• _What the exercise asks_
Put the lines of the records below, from the line containing "Expected behaviour: for every instance of the rider's hand, pick" through the end of the records, into a numbered list, omitting any blank lines.

• _Excerpted data_
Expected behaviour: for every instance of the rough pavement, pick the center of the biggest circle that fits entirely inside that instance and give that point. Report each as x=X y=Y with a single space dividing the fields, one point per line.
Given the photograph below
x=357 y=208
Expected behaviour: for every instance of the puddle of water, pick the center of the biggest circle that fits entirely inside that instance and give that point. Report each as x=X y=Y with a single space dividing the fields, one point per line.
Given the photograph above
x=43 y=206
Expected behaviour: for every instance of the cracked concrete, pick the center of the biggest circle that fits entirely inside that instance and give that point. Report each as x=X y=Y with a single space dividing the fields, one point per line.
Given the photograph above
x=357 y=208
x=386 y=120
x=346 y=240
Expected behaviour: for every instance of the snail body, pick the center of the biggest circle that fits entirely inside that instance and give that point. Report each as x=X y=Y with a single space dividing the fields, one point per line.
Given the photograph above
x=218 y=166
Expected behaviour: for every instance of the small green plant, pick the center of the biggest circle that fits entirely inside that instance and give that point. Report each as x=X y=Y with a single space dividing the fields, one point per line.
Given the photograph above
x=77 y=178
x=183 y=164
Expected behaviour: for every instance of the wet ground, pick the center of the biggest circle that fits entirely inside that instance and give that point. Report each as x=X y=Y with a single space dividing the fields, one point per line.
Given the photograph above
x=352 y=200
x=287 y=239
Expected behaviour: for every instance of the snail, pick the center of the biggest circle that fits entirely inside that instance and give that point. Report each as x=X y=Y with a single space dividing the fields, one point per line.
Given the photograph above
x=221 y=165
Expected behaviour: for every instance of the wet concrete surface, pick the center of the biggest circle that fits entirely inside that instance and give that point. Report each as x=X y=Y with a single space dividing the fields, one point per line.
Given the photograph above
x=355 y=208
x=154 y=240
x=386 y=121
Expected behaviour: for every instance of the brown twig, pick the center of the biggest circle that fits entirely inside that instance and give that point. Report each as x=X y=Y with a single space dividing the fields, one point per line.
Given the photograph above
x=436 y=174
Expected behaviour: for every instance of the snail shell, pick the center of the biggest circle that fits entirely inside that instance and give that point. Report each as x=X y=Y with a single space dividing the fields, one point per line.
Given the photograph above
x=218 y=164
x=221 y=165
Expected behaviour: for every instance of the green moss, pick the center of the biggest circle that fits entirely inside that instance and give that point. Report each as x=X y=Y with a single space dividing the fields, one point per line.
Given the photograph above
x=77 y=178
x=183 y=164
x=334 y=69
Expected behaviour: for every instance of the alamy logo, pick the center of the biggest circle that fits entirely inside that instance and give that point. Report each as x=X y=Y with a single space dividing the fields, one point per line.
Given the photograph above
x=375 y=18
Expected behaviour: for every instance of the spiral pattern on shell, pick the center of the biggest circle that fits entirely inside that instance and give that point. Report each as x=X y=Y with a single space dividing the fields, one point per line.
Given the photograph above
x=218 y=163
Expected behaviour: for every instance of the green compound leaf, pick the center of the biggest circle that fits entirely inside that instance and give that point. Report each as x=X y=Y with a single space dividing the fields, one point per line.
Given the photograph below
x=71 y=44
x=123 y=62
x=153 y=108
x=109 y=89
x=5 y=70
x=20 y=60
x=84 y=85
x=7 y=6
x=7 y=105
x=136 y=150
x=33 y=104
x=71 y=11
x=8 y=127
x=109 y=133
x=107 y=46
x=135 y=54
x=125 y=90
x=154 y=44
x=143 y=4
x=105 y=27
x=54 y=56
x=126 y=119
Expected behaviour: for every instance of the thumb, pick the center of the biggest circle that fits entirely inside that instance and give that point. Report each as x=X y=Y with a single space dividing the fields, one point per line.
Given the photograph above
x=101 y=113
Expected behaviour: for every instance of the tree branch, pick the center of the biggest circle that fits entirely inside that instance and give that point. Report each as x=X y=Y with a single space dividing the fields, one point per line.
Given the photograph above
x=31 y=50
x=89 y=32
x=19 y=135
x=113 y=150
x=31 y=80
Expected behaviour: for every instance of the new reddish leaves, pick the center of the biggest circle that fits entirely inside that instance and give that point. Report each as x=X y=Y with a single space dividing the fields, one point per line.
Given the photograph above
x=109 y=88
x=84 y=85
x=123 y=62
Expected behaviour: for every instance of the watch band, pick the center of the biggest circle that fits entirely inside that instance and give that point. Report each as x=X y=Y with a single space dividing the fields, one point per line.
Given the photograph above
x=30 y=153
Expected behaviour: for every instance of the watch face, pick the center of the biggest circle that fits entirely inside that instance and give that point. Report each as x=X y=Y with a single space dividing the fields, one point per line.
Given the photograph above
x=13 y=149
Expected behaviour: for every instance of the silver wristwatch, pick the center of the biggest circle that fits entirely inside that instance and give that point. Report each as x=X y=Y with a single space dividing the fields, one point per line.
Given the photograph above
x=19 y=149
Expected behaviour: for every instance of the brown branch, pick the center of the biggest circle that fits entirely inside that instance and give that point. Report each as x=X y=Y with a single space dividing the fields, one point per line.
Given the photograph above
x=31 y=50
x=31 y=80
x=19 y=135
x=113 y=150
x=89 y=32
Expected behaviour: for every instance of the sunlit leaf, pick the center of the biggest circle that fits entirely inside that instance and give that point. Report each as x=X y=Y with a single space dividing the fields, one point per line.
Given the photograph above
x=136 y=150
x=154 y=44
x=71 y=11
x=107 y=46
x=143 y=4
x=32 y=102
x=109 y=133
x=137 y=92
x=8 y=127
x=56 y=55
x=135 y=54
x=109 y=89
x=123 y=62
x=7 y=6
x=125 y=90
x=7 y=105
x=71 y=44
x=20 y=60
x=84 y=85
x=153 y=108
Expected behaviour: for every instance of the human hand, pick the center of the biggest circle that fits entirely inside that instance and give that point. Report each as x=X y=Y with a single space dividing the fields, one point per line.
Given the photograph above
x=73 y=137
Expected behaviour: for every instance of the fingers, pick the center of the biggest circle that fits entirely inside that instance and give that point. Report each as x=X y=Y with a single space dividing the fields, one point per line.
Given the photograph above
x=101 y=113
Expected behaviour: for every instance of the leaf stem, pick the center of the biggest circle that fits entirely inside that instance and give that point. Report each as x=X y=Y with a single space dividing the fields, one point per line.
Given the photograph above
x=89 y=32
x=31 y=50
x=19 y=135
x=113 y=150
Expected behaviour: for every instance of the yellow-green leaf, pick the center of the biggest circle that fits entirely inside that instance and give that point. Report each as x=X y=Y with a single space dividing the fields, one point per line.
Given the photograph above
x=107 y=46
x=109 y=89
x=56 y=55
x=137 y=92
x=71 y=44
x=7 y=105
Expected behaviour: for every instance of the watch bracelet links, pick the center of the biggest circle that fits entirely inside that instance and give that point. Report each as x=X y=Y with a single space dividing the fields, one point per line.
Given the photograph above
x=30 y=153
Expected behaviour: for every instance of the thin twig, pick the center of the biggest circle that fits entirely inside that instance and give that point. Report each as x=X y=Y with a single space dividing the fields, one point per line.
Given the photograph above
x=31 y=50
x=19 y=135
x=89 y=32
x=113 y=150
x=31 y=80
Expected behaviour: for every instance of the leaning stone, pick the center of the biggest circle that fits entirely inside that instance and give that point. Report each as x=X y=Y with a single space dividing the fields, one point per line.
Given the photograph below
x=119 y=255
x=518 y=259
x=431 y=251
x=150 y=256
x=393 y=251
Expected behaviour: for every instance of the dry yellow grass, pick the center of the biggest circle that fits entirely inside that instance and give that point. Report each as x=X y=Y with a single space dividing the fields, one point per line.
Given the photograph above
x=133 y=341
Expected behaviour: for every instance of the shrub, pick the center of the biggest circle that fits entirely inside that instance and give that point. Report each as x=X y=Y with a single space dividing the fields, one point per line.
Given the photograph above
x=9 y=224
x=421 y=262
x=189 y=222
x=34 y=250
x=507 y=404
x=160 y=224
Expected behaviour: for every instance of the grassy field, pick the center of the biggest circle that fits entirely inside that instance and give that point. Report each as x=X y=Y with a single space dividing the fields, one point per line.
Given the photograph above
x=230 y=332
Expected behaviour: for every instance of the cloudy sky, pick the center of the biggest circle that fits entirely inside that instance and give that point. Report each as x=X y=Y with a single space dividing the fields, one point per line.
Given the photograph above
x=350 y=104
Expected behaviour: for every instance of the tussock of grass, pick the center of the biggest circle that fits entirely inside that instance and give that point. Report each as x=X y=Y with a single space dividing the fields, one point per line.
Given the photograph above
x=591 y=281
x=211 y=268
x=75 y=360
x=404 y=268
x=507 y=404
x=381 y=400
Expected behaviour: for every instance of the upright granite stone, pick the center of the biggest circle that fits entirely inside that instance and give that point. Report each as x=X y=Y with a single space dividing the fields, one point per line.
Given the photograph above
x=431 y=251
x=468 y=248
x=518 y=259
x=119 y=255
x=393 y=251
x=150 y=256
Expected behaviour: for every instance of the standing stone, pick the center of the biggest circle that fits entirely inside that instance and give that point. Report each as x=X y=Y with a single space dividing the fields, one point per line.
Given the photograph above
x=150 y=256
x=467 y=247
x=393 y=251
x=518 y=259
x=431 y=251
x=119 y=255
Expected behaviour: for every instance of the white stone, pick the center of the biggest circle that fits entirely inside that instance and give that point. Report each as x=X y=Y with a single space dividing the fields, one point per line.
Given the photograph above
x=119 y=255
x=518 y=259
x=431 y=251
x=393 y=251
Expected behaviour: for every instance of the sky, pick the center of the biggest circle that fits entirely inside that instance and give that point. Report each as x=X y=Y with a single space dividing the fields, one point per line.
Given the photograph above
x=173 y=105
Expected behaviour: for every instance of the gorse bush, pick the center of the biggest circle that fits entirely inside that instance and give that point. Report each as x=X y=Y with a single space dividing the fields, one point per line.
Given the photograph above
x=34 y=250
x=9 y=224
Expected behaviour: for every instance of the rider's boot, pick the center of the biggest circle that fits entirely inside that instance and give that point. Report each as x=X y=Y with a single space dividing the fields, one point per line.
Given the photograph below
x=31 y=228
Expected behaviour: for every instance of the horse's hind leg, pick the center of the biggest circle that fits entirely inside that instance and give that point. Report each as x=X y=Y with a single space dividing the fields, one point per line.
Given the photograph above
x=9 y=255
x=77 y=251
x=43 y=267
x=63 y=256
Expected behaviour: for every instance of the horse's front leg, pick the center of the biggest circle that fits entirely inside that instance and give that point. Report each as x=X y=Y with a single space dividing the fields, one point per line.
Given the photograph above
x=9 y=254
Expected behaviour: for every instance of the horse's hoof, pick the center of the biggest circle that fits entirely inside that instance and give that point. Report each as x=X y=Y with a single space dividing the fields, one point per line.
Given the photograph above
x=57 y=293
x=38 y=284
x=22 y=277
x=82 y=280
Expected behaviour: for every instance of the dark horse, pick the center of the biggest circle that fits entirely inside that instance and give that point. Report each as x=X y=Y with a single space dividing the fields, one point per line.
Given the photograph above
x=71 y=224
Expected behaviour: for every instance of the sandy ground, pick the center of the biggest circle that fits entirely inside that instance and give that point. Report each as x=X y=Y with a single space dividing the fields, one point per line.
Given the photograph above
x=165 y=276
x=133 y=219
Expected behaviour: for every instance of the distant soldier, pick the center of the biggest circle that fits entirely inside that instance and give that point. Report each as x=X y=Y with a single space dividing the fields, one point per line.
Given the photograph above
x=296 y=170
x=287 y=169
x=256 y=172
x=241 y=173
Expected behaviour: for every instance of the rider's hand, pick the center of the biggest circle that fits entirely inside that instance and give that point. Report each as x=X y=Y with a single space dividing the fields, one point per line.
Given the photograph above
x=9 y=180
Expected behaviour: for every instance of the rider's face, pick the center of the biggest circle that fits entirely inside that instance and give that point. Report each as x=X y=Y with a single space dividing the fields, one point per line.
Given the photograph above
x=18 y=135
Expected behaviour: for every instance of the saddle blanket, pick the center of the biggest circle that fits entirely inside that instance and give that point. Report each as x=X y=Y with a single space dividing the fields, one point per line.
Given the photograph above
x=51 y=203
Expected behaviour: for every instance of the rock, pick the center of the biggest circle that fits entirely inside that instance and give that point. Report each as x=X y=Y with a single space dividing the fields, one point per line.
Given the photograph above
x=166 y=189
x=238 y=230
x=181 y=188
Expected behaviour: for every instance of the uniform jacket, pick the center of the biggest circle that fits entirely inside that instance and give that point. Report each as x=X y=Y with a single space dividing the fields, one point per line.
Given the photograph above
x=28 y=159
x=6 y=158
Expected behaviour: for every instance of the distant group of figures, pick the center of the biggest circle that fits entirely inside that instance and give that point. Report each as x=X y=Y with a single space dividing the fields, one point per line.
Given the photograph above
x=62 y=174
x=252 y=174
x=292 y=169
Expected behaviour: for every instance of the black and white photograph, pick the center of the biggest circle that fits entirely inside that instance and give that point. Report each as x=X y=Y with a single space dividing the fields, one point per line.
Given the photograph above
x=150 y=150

• _Task answer_
1. Expected behaviour: for every instance of the rider's hand, pick the center of the biggest circle that fits entirely inside that instance and give that point. Report each as x=X y=Y with a single space dividing the fields, one point per line.
2. Given the photograph above
3. x=9 y=180
4. Expected behaviour: for every instance of the rider's face, pick the center of the biggest circle that fits entirely inside that instance and give that point. Report each as x=X y=Y with a single space dividing the fields, one point per line.
5. Given the photograph above
6. x=18 y=135
7. Expected behaviour: for every instance of the saddle blanket, pick the center of the biggest circle that fits entirely inside that instance and give that point. Report each as x=X y=Y with a single space dividing the fields, one point per line.
8. Given the photograph above
9. x=51 y=203
10. Expected behaviour: for every instance of the rock, pick the center of the biggest circle that fits entirely inside that instance and give that point. Report each as x=X y=Y with a single space dividing the fields, one point per line.
11. Given the photograph above
12. x=166 y=189
13. x=238 y=230
14. x=181 y=188
15. Expected behaviour: for every instance of the uniform jacket, pick the center of the biggest circle that fits entirely inside that instance and give that point. Report each as x=X y=Y with a single space dividing the fields, one point per line.
16. Given the photograph above
17. x=28 y=159
18. x=6 y=158
19. Expected behaviour: for every instance of the distant group of figures, pick the center of the biggest circle that fits entirely inside that instance and give that point. Report each as x=X y=Y with a single space dividing the fields, one point per line.
20. Given the photograph above
21. x=62 y=174
22. x=252 y=174
23. x=292 y=169
24. Expected behaviour: for every instance of the black and white photograph, pick the center of the biggest circle that fits entirely inside that instance and give that point. Report each as x=X y=Y with a single space dividing the fields, one point per line.
25. Given the photograph above
26. x=150 y=150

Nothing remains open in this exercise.